## TASK GOAL
The listing below must be copied exactly and in full.

━━━━━ GIVEN DATA

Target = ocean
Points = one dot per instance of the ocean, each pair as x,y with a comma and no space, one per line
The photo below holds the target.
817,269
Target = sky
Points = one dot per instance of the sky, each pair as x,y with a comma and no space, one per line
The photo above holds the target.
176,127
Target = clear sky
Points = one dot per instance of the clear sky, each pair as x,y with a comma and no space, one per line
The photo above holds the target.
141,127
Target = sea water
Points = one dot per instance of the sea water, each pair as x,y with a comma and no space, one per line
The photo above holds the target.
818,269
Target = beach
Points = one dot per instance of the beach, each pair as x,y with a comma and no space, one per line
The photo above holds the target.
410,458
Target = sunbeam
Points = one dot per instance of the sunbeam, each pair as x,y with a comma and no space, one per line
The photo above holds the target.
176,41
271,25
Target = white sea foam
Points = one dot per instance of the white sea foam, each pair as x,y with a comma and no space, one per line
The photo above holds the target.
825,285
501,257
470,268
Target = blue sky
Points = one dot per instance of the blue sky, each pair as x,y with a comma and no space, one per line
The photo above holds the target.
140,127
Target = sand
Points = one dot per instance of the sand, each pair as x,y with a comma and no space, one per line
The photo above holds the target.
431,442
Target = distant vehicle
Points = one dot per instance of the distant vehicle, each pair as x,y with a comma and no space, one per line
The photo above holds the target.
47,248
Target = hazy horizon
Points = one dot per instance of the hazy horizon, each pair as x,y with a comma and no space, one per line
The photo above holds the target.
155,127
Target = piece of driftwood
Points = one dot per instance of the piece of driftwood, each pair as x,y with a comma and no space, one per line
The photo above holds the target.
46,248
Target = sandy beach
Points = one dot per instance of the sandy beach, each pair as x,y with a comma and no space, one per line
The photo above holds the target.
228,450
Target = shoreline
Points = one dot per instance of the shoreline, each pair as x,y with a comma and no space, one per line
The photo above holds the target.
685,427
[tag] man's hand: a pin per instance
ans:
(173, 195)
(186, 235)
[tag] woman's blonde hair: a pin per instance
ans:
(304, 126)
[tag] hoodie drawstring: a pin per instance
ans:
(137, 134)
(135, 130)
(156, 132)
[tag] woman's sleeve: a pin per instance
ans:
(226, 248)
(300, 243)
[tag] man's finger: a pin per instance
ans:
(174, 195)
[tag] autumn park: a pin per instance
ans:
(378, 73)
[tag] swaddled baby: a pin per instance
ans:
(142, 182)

━━━━━━━━━━

## RESPONSE TO THE TASK
Target = ocean
Points = one dot per instance of the ocean, each pair as x,y with a comma and no space, one per line
The photo below holds the target.
817,269
Target = sky
Points = one dot per instance of the sky, each pair as x,y with a comma and no space, one per line
The photo above holds the target.
176,127
Target = clear sky
Points = one dot per instance of the clear sky, each pair as x,y with a comma and no space, one per line
The photo above holds the target.
141,127
Target = sea water
Points = one dot per instance of the sea water, each pair as x,y with a comma and no space, one per line
The photo above holds the target.
818,269
Target = beach
Points = one dot per instance of the beach, each pair as x,y with a comma and no space, one per line
The photo above holds the target.
410,458
Target = sunbeam
Points = one dot per instance of the sunbeam, each pair as x,y with a comma and no space, one per line
The photo above holds the target.
176,41
271,25
Target = white sea foam
Points = one dot per instance of the white sea foam, each pair as x,y with a comma and no space, one per line
The photo above holds the target.
825,285
501,257
470,268
Target = blue sky
Points = one dot per instance of the blue sky, each pair as x,y with a comma and no space, one per line
The photo above holds the target.
140,127
Target = sand
Points = one dot per instance of the sand, each pair as x,y with a comma and no space, one per line
The photo above holds the target.
431,442
Target = distant vehicle
Points = one dot per instance of the distant vehicle, each pair as x,y with a comma and no space, one per line
The photo above holds the target.
47,248
Target = hazy horizon
Points = one dot per instance of the hazy horizon, each pair as x,y with a comma and no space, one per line
The photo above holds the target.
155,127
Target = piece of driftwood
Points = one dot per instance of the piece of driftwood, each pair as x,y with a comma and no space, one per line
The photo above holds the target.
46,248
Target = sandy beach
Points = one dot per instance of the sandy beach, each pair as x,y with a comma and no space, one per line
The photo above holds the target.
228,450
Target = shoreline
Points = one dot per instance of the shoreline, each pair as x,y with a comma and no space, one per line
The photo above holds the target.
685,427
[tag] man's hand: a pin per instance
ans:
(173, 195)
(186, 235)
[tag] woman's blonde hair: a pin per instance
ans:
(304, 126)
[tag] hoodie drawstring: a pin per instance
ans:
(137, 134)
(135, 130)
(156, 132)
[tag] woman's sleeve: a pin per instance
ans:
(226, 248)
(300, 243)
[tag] man's finger: a pin per instance
ans:
(174, 195)
[tag] autumn park: a pin per instance
ans:
(378, 73)
[tag] swaddled baby: a pin per instance
ans:
(142, 182)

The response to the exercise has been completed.